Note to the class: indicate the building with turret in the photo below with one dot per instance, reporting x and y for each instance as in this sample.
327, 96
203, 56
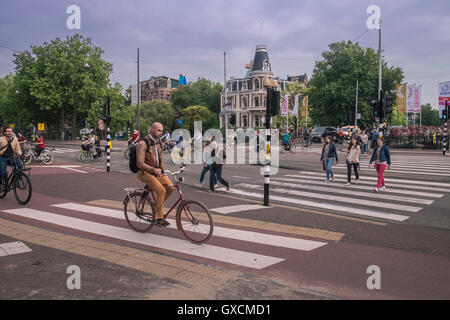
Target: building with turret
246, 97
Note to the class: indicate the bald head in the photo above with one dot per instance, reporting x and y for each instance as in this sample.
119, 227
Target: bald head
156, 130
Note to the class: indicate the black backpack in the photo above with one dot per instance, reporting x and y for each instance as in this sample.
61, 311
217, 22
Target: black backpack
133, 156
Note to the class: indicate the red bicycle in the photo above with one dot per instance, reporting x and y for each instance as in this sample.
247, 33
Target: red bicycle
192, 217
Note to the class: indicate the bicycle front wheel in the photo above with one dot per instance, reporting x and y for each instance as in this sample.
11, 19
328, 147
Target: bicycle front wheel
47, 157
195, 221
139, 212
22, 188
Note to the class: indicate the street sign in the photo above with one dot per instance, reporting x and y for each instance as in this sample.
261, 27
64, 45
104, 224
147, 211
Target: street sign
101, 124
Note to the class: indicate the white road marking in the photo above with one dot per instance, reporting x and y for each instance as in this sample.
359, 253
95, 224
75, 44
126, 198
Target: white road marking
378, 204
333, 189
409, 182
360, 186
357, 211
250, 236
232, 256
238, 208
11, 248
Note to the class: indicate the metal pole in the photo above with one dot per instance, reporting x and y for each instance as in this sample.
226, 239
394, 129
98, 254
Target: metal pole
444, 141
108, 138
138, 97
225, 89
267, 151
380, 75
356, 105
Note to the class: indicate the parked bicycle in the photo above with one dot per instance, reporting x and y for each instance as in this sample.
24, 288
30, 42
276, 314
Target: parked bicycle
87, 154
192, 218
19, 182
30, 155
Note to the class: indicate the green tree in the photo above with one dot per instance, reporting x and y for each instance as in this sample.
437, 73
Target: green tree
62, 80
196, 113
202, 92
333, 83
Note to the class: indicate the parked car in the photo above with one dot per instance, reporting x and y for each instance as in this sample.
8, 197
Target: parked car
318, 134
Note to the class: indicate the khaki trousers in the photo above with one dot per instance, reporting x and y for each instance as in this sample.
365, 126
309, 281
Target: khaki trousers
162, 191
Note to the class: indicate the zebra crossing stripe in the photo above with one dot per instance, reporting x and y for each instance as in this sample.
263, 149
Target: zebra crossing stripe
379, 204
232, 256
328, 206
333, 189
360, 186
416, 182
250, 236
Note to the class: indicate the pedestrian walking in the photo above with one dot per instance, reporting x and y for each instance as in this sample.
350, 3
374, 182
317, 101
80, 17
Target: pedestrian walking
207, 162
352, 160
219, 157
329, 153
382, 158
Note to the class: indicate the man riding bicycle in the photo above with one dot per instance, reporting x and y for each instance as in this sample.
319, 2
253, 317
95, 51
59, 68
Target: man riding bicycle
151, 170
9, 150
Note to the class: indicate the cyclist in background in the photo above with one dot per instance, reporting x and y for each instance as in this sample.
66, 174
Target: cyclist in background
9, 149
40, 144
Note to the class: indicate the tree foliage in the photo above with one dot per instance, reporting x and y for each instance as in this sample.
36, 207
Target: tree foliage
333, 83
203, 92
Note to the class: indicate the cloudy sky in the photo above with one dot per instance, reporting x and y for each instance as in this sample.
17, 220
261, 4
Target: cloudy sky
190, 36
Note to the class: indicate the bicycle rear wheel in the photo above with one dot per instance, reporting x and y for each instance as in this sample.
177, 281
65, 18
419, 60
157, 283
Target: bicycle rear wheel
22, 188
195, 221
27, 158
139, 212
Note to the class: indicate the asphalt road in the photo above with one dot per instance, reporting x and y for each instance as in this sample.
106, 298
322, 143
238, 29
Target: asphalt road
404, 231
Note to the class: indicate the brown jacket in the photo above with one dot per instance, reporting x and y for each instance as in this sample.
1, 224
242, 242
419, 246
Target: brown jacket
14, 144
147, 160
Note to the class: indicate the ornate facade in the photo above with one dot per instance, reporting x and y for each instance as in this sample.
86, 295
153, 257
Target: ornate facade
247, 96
##########
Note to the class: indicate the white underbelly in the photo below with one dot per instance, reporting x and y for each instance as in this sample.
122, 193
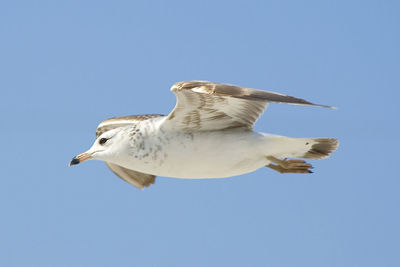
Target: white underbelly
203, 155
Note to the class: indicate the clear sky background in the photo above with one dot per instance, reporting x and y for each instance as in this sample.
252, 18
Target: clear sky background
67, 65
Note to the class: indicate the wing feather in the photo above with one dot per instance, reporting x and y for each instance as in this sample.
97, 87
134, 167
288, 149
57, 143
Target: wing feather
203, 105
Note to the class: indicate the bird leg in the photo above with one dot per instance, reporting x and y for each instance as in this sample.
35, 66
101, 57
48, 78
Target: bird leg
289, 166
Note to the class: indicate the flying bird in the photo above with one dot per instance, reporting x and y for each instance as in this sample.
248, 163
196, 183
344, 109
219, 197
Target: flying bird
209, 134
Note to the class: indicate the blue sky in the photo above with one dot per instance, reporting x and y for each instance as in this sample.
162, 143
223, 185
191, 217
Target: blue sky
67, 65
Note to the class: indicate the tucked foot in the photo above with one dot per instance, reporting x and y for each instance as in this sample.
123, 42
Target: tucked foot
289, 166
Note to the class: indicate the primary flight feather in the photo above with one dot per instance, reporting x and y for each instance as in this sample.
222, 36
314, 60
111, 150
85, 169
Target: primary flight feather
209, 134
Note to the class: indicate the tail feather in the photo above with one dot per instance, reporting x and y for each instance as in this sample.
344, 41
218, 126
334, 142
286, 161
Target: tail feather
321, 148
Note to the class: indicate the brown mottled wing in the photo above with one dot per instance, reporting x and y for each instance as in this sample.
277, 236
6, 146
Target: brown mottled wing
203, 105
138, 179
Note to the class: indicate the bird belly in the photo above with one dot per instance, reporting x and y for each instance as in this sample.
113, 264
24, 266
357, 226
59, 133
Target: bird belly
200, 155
##########
■ The exercise
List each line of the material above that contains the word "underbelly", copying every such line in full.

■ Task result
Note to the class: indicate the white underbelly in the photo below with one dot per instance, reporting x and y for each instance as in this sample.
Target: white underbelly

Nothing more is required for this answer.